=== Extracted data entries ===
»»
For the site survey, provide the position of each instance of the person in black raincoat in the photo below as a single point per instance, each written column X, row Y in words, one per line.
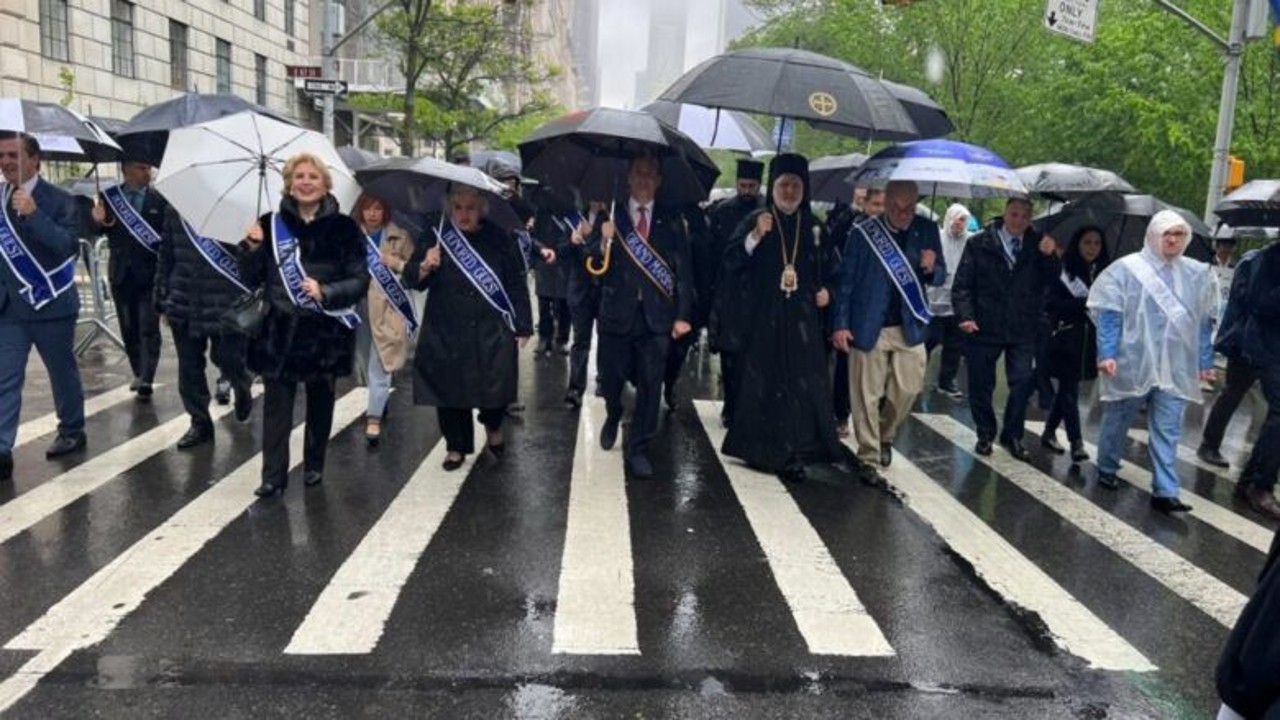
column 297, row 343
column 1072, row 355
column 467, row 350
column 775, row 278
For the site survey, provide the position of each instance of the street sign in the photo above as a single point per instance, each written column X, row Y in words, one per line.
column 302, row 71
column 1073, row 18
column 324, row 86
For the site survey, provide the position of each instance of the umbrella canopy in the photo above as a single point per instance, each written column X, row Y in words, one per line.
column 63, row 133
column 1124, row 220
column 1061, row 181
column 831, row 177
column 592, row 150
column 222, row 174
column 712, row 128
column 146, row 135
column 419, row 187
column 1256, row 203
column 823, row 91
column 942, row 168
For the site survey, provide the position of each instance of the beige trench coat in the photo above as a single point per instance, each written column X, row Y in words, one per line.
column 385, row 324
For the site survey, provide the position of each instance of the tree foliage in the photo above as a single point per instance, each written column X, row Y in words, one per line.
column 1142, row 100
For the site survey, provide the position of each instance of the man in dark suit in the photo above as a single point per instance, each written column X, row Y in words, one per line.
column 132, row 214
column 39, row 302
column 640, row 313
column 999, row 295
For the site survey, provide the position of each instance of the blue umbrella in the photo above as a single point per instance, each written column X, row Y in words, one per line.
column 942, row 168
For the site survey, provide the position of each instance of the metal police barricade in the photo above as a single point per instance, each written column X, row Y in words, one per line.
column 95, row 299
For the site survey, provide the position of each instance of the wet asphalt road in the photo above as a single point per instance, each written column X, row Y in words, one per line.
column 99, row 623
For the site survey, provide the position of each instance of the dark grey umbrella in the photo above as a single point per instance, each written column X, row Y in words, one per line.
column 592, row 150
column 147, row 132
column 823, row 91
column 831, row 177
column 1063, row 181
column 1256, row 203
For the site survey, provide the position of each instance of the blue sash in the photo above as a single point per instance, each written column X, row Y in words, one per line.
column 215, row 255
column 39, row 287
column 476, row 270
column 647, row 258
column 391, row 287
column 900, row 272
column 286, row 247
column 132, row 219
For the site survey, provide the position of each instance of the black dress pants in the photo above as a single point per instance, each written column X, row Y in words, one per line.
column 278, row 424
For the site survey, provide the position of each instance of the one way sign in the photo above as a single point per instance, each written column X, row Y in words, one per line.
column 1073, row 18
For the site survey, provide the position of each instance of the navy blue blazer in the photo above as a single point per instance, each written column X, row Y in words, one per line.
column 50, row 235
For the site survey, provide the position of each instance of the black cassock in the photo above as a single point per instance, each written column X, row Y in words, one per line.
column 784, row 406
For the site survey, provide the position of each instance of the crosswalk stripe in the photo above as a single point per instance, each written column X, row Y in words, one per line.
column 826, row 609
column 595, row 610
column 1011, row 575
column 1211, row 596
column 58, row 492
column 351, row 614
column 45, row 424
column 91, row 611
column 1207, row 511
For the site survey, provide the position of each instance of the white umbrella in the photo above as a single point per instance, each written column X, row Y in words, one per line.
column 222, row 174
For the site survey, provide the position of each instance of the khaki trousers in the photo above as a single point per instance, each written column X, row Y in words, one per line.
column 892, row 370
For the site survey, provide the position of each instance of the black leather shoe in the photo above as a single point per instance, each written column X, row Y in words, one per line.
column 609, row 432
column 195, row 436
column 268, row 490
column 1169, row 505
column 1016, row 450
column 640, row 466
column 65, row 445
column 1212, row 456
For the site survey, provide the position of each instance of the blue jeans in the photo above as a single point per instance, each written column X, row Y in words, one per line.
column 1165, row 428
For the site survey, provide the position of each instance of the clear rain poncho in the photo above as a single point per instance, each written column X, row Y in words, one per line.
column 1160, row 346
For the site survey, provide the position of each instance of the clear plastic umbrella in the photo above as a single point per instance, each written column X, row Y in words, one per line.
column 222, row 174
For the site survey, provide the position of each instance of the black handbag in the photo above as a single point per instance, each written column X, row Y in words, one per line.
column 246, row 314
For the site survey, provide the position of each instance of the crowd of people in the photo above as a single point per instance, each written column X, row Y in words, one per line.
column 823, row 326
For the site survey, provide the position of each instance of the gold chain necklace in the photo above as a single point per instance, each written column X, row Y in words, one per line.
column 790, row 279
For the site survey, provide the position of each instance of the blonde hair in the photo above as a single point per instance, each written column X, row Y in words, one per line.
column 305, row 159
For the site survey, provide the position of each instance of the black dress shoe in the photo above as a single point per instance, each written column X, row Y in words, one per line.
column 195, row 436
column 1015, row 449
column 1169, row 505
column 269, row 490
column 640, row 466
column 65, row 445
column 1212, row 456
column 1050, row 443
column 609, row 432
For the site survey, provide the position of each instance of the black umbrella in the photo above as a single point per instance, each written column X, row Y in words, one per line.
column 1124, row 220
column 1061, row 181
column 146, row 135
column 1256, row 203
column 831, row 177
column 592, row 150
column 826, row 92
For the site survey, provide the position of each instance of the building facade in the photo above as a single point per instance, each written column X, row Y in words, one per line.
column 112, row 58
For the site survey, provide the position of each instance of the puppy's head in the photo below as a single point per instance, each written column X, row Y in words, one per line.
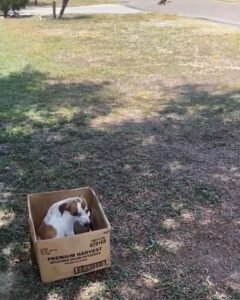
column 78, row 208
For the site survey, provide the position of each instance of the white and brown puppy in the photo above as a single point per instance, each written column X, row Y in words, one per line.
column 66, row 217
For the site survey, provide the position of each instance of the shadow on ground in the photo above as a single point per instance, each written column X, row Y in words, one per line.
column 168, row 184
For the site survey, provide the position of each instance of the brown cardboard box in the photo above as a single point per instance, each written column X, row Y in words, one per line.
column 72, row 255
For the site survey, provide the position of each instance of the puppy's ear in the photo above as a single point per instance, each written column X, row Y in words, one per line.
column 63, row 207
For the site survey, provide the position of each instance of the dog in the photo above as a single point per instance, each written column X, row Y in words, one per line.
column 162, row 2
column 65, row 218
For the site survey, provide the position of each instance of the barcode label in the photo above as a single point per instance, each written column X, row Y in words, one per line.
column 91, row 267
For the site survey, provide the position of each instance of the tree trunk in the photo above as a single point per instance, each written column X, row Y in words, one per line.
column 64, row 5
column 54, row 9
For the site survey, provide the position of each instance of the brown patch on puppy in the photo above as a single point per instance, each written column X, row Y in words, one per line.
column 70, row 206
column 46, row 232
column 78, row 228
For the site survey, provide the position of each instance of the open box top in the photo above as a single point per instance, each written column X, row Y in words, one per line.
column 38, row 205
column 72, row 255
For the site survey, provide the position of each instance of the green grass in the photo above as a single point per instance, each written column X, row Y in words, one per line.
column 75, row 2
column 144, row 109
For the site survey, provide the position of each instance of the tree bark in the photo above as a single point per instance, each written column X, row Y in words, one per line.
column 64, row 5
column 54, row 9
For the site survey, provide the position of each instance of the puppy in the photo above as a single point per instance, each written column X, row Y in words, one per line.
column 162, row 2
column 64, row 218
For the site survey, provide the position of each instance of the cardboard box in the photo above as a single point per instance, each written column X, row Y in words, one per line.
column 72, row 255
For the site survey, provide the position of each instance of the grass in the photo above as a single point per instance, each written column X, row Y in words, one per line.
column 75, row 2
column 144, row 109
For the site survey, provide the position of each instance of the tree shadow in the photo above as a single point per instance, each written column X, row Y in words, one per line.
column 146, row 173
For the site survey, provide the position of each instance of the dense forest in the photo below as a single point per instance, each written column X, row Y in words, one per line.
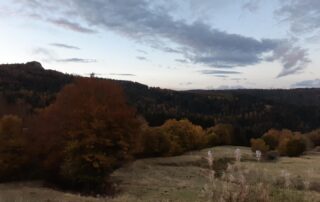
««
=== TASK ===
Restate each line above exactly, keeping pictures out.

=== YOUR RESPONSE ===
For the site survey, provide the position of each instance of the person in black raincoat in the photo below as a single point per instance, each written column X, row Y in words, one per line.
column 297, row 343
column 1072, row 355
column 467, row 350
column 775, row 278
For the site survey, provide the position of each instance of the street sign in the photo above as a single point per instance, each written column X, row Y in words, one per line.
column 302, row 71
column 1073, row 18
column 324, row 86
For the site survey, provide the position of each instance of the umbrella canopy in the photo above as a single point per instance, each written column X, row Y in words, one per line.
column 63, row 133
column 1124, row 220
column 1061, row 181
column 831, row 177
column 592, row 150
column 222, row 174
column 712, row 128
column 146, row 135
column 419, row 187
column 1256, row 203
column 823, row 91
column 942, row 168
For the site survey, provide the position of each instance of the beige trench coat in the photo above as a single point per instance, each written column X, row Y in words, one per line.
column 385, row 324
For the site survey, provide the position of each instance of the tree foliage in the photo above as a single point per instance, each written column X, row Y in words, one per line.
column 1142, row 100
For the site survey, provide the position of each instance of the man in dark suit in the photo above as a single point per instance, each written column X, row Y in words, one per line.
column 132, row 214
column 39, row 302
column 640, row 313
column 999, row 295
For the site survey, provide the position of each instance of the blue umbrella in the photo above as a single point per instance, each written column X, row Y in words, one per line.
column 942, row 168
For the site survey, provide the position of each instance of the metal police barricade in the photo above as a single point per instance, each written column X, row Y in words, one per line.
column 95, row 299
For the site survey, provide the position of each instance of the wet asphalt road in the photo above as a single point per instance, each written column X, row Y in words, one per line.
column 99, row 623
For the site survey, provide the position of each instance of the dark grey umbrella in the photo above as a single point per instance, each written column X, row Y in words, one per line.
column 592, row 150
column 147, row 132
column 823, row 91
column 831, row 177
column 1063, row 181
column 1256, row 203
For the site survey, provide the position of each instance of the blue sash in the photo above as a single point per instance, each written column X, row Y in words, one per line.
column 215, row 255
column 39, row 287
column 476, row 270
column 647, row 258
column 391, row 287
column 900, row 272
column 286, row 247
column 132, row 219
For the site survey, provide the position of each instance of the black dress pants in the photo above as a single point per instance, each written column X, row Y in words, one per line.
column 278, row 424
For the site survey, provide the position of each instance of the one way sign in the photo above as a single point per instance, each written column X, row Y in words, one per line.
column 1073, row 18
For the site survey, provide the position of each instance of the navy blue blazer in the photo above as a single point per instance, each written column X, row Y in words, one per line.
column 50, row 235
For the site survey, provide the position of each instance of the black cassock in the photo above as a single point per instance, each written column X, row Y in words, one per line.
column 784, row 406
For the site survey, provide the position of each instance of the crosswalk stripe in the photo above as a single point per instance, each written column X, row Y in words, one per line.
column 826, row 609
column 595, row 610
column 1011, row 575
column 1211, row 596
column 58, row 492
column 351, row 614
column 45, row 424
column 91, row 611
column 1207, row 511
For the site survey, provide the position of each instance of the white umbrella in the photo above as a single point per instance, each written column X, row Y in words, one per line.
column 222, row 174
For the site survey, provide the position of each instance of the khaki trousers in the photo above as a single point per instance, each written column X, row Y in words, one per line.
column 892, row 370
For the site survey, provide the position of each instance of the black leather shoe in the photo above as a single point per instance, each written column X, row Y in words, one per line.
column 609, row 432
column 195, row 436
column 268, row 490
column 1169, row 505
column 1016, row 450
column 640, row 466
column 65, row 445
column 1212, row 456
For the site survey, provide the position of each instance of the blue jeans in the photo above as a single point per instance, each written column X, row Y in words, one per line.
column 1165, row 428
For the site survey, provide the position of each instance of the clear rain poncho in the photo above as a single point per instance, each written column X, row Y in words, one per line.
column 1160, row 346
For the site survey, provide the position of each instance of the clear plastic umbrella in the photo above as a single point per instance, each written column X, row Y in words, one per line.
column 222, row 174
For the site survey, provide the position of each instance of the black handbag in the photo above as a single point per instance, each written column X, row Y in words, one per line.
column 246, row 314
For the site survey, provide the position of each instance of the crowd of people in the photo above as a single point per instance, each written column X, row Y in words, one per line.
column 823, row 326
For the site survey, provide the position of each instance of the gold chain necklace in the photo above as a single point per instance, each written column X, row Y in words, one per line.
column 790, row 279
For the site survey, provide the position of each instance of the blonde hair in the photo above as a single point per instance, each written column X, row Y in words, one per line.
column 305, row 159
For the site survey, provide the position of each instance of the black dress shoe in the photo above as a single point per instance, each written column X, row Y in words, one per line.
column 195, row 436
column 1015, row 449
column 1169, row 505
column 269, row 490
column 640, row 466
column 65, row 445
column 1212, row 456
column 1050, row 443
column 609, row 432
For the site survey, provide the position of each instance of the black umbrella in the photo above as a single point per instance, each written column X, row Y in words, one per line.
column 1124, row 220
column 1061, row 181
column 146, row 135
column 1256, row 203
column 831, row 177
column 592, row 150
column 826, row 92
For the site survey, provide the position of each instance of the building facade in the photo above as a single point per instance, each written column X, row Y in words, one per line.
column 112, row 58
For the site survey, provide the position of each instance of the puppy's head in the photo below as a single point per instance, each written column X, row Y in words, one per line.
column 78, row 208
For the site survey, provide the position of each instance of the white and brown puppy in the photo above as a single point per instance, each written column X, row Y in words, one per line.
column 66, row 217
For the site survey, provide the position of each instance of the shadow on ground in the photo above as a single point per instance, each written column X, row Y in words, one per line.
column 168, row 184
For the site survey, provide the position of each instance of the brown cardboard box in the photo above as a single point per instance, each written column X, row Y in words, one per line.
column 72, row 255
For the site survey, provide the position of each instance of the puppy's ear in the photo above as a single point per instance, each written column X, row Y in words, one per line.
column 63, row 207
For the site survey, provide the position of each instance of the dog in the photo above as a single point per instance, each written column X, row Y in words, one per line.
column 162, row 2
column 65, row 218
For the site survey, provide the position of each instance of the barcode label in the photo above as a single point per instance, each written column X, row Y in words, one per line.
column 91, row 267
For the site survey, provide the position of each instance of the tree trunk in the photo above as a single point per instance, each written column X, row Y in words, one per line.
column 64, row 5
column 54, row 9
For the site survey, provide the position of each instance of the brown patch on puppy in the photo above as a single point per instance, each written column X, row Y in words, one per line.
column 70, row 206
column 46, row 232
column 78, row 228
For the site survey, provide the position of each instance of the open box top in the photo above as a single point per instance, each written column X, row Y in words, one per line.
column 38, row 205
column 72, row 255
For the site survey, provide the position of each instance of the green grass in the photo above as a single point per instance, each written column X, row Y in words, one per line.
column 75, row 2
column 144, row 109
For the site survey, provide the position of each instance of the tree bark in the photo above as a single point per instance, each written column X, row Y in words, one per line.
column 64, row 5
column 54, row 9
For the site survey, provide the position of each instance of the puppy in the photo above as a single point per instance, each written column X, row Y in words, one per line.
column 162, row 2
column 64, row 218
For the site survey, provide the position of each instance of the cardboard box in the photo above as a single point per instance, each written column X, row Y in words, one per line.
column 72, row 255
For the site survey, provide the position of each instance of the grass in the photo above as a single point per instance, each written column X, row Y in words, one per line.
column 75, row 2
column 144, row 109
For the site survey, provide the position of each instance of the tree shadow in the photo above as a single point per instance, each written column X, row Y in words, one per line.
column 146, row 173
For the site survey, provide the position of each instance of the dense forest in the photo below as a single point per instance, each written column X, row Y in words, one per line.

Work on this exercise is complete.